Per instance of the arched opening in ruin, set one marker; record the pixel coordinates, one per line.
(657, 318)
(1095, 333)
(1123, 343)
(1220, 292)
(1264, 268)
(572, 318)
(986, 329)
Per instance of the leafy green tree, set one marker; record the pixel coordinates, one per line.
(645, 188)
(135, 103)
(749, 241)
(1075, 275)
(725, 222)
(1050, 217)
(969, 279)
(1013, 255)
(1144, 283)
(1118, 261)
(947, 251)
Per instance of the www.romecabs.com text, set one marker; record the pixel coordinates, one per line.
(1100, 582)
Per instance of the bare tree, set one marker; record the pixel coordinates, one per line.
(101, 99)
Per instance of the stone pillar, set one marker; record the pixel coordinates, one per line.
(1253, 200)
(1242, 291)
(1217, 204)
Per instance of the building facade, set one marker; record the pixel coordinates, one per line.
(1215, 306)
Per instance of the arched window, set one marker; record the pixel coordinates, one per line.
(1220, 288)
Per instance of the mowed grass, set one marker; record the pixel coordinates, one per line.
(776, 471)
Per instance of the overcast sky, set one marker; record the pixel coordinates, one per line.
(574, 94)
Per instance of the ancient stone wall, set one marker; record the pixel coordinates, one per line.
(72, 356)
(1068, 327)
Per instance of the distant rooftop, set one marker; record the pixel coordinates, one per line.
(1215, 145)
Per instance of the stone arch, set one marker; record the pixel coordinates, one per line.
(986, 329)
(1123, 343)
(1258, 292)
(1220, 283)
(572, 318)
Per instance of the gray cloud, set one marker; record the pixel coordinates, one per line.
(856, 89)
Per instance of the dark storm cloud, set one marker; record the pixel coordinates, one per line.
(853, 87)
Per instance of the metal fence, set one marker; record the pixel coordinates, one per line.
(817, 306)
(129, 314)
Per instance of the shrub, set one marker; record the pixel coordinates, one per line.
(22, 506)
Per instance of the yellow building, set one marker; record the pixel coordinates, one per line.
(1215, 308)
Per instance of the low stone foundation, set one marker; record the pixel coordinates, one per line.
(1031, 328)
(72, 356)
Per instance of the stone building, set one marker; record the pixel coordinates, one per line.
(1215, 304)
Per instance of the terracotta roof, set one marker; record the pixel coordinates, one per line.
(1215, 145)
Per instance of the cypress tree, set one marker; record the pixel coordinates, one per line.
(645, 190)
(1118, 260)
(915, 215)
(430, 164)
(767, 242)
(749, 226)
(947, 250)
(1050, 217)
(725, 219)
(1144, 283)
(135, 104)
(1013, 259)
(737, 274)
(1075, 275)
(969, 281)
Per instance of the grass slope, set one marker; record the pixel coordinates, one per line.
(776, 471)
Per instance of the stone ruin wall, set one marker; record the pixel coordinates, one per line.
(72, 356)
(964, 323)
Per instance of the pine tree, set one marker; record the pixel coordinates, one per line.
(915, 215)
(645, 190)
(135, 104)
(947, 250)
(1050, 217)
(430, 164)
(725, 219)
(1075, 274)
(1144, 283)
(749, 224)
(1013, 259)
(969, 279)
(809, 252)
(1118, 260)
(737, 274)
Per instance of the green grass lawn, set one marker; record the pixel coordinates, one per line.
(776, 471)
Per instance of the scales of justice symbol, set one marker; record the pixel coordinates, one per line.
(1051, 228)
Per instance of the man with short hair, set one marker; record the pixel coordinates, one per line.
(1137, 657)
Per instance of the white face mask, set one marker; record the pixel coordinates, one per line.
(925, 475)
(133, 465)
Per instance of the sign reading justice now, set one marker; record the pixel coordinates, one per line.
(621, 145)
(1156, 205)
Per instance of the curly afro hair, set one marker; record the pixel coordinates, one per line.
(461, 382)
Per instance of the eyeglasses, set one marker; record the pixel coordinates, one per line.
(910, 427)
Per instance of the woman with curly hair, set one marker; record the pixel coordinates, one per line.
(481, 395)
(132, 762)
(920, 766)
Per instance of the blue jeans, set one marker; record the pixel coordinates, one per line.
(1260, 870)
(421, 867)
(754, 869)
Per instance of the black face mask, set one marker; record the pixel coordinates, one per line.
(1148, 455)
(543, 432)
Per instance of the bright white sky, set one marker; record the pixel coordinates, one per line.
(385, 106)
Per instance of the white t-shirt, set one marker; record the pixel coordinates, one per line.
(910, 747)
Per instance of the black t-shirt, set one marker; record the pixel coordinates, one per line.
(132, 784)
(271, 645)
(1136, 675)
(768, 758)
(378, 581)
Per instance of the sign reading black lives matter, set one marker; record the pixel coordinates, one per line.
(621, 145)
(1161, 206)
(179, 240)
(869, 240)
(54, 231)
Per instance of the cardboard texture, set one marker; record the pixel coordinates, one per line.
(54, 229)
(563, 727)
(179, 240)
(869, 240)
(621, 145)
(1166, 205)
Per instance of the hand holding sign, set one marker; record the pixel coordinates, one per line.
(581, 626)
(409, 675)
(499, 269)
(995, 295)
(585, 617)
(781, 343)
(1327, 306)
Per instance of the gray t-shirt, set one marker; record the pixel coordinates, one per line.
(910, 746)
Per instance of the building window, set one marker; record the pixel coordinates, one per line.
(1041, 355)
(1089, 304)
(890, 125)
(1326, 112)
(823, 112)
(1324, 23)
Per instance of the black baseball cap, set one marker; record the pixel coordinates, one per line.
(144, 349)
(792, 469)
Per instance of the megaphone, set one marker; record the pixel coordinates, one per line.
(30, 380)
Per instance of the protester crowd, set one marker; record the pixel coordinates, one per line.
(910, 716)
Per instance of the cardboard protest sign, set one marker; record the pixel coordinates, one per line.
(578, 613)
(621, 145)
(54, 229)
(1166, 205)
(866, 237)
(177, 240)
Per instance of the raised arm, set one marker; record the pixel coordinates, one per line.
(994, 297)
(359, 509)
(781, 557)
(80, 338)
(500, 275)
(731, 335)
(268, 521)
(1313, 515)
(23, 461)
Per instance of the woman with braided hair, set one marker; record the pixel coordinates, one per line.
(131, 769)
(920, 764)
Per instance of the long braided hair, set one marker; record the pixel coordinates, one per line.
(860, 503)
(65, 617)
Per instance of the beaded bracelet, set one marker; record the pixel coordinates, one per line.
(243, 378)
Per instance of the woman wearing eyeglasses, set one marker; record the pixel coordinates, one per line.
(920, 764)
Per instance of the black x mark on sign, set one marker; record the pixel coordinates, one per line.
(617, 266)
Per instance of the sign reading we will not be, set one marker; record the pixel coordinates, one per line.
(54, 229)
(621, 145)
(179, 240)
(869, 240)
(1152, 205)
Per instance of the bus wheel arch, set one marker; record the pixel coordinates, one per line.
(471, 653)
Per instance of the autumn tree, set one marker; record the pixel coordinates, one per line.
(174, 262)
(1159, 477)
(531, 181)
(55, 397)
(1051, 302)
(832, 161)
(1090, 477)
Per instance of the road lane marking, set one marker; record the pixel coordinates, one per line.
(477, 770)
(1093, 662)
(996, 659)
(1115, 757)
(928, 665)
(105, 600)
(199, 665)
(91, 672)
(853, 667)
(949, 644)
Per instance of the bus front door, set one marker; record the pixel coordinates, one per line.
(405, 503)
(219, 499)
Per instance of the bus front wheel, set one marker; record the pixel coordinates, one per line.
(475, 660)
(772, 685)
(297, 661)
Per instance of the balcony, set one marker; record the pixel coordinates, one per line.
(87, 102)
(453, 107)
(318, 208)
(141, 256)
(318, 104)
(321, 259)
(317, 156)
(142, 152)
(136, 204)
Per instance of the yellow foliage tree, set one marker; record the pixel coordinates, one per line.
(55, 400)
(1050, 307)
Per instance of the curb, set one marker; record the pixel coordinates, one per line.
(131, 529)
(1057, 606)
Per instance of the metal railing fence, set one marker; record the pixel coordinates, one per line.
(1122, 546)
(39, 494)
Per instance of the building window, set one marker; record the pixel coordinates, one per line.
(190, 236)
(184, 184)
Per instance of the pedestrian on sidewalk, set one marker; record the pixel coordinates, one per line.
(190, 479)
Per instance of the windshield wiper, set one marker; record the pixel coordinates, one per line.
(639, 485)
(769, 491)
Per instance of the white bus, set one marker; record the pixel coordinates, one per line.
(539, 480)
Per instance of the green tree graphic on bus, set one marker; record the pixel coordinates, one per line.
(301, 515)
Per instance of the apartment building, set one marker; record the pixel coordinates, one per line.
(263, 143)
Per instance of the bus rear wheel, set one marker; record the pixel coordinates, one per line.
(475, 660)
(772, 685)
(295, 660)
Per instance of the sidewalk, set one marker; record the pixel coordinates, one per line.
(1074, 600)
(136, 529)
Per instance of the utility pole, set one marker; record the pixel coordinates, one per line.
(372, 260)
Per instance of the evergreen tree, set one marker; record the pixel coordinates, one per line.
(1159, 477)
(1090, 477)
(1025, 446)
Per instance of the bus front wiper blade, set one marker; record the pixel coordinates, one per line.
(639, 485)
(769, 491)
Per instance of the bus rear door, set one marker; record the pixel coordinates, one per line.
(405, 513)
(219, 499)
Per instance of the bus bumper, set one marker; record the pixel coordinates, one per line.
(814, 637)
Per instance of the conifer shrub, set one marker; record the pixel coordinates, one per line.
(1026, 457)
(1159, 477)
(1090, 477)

- - -

■ **EXERCISE**
Output the line that contains "Per instance of the conifer", followed by every later line in the listing, with no line omitted and none added.

■ **OUTPUT FOR THIS EXERCISE**
Per instance of the conifer shrub, set one marker; record the pixel coordinates, one per line.
(1026, 457)
(1159, 477)
(1090, 477)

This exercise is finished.